● **TEXT EXTRACT**
9806.00.00 - Personal and household effects of a resident of Canada who has died, on the condition that such goods were owned, possessed and used abroad by that resident;
Personal and household effects received by a resident of Canada as a result of the death or in anticipation of death of a person who is not a resident of Canada, on condition that such goods were owned, possessed and used abroad by that non-resident;
All the foregoing when bequeathed to a resident of Canada.

[21] It is the second element of the above tariff item (the provision after the first semicolon) that is relevant in this case. As discussed below, the dispute is whether the evidence establishes that the goods in issue were owned, possessed and used in France by Mr. Grunbaum’s late mother and formed part of his inheritance as the sole heir to her entire estate.

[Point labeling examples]

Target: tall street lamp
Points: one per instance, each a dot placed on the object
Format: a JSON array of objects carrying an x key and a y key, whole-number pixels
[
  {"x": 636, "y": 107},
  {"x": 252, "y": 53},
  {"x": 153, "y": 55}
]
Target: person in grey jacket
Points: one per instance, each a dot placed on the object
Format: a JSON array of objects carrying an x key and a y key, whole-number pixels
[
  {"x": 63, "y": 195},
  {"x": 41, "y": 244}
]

---

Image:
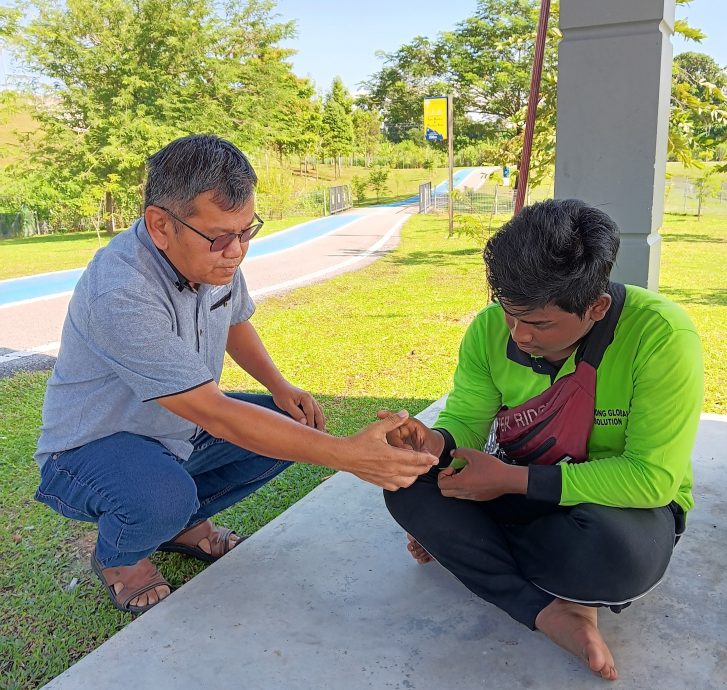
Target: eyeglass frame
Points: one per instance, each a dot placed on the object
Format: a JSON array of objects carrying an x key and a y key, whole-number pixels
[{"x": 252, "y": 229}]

● **SHORT EXERCISE 1**
Can you reproduce the tariff passage between "9806.00.00 - Personal" and "her entire estate.", inclusive?
● **SHORT EXERCISE 2**
How would you continue the tariff passage from its last sentence?

● **FINAL ANSWER 1**
9806.00.00 - Personal and household effects of a resident of Canada who has died, on the condition that such goods were owned, possessed and used abroad by that resident;
Personal and household effects received by a resident of Canada as a result of the death or in anticipation of death of a person who is not a resident of Canada, on condition that such goods were owned, possessed and used abroad by that non-resident;
All the foregoing when bequeathed to a resident of Canada.

[21] It is the second element of the above tariff item (the provision after the first semicolon) that is relevant in this case. As discussed below, the dispute is whether the evidence establishes that the goods in issue were owned, possessed and used in France by Mr. Grunbaum’s late mother and formed part of his inheritance as the sole heir to her entire estate.

● **FINAL ANSWER 2**
POSITION OF THE PARTIES

[22] Mr. Grunbaum submits that the only issue in this appeal is whether he inherited the goods in issue from his late mother, which would make them classifiable under tariff item 9806.00.00. He argues that there is no basis in law or fact for the CBSA’s determination that the goods in issue were not bequeathed to him by his mother.

[23] In this regard, Mr. Grunbaum notes that he provided documentation in support of the inheritance demonstrating that he is the sole heir to her entire estate. He adds that the goods in issue were imported together and are of the same type and kind as other coins, which the CBSA determined qualified for classification under tariff item 9806.00.00. In his view, the CBSA incorrectly imposed a condition not stipulated in the relevant legislation, namely, that separate documentation be provided for each personal effect inherited.

[24] Mr. Grunbaum further submits that the goods in issue were kept by Ms. Scholem elsewhere than in her safety deposit box at a financial institution, including in her personal effects prior to her death, such as boxes, pouches and purses, and that he found them as part of his inheritance in the years following Ms. Scholem’s death.[18] In these circumstances, he claims that the only logical inference is that all the coins that he carried on August 6, 2020, previously belonged to his mother, and that common sense dictates that they were from the same source, his mother’s estate.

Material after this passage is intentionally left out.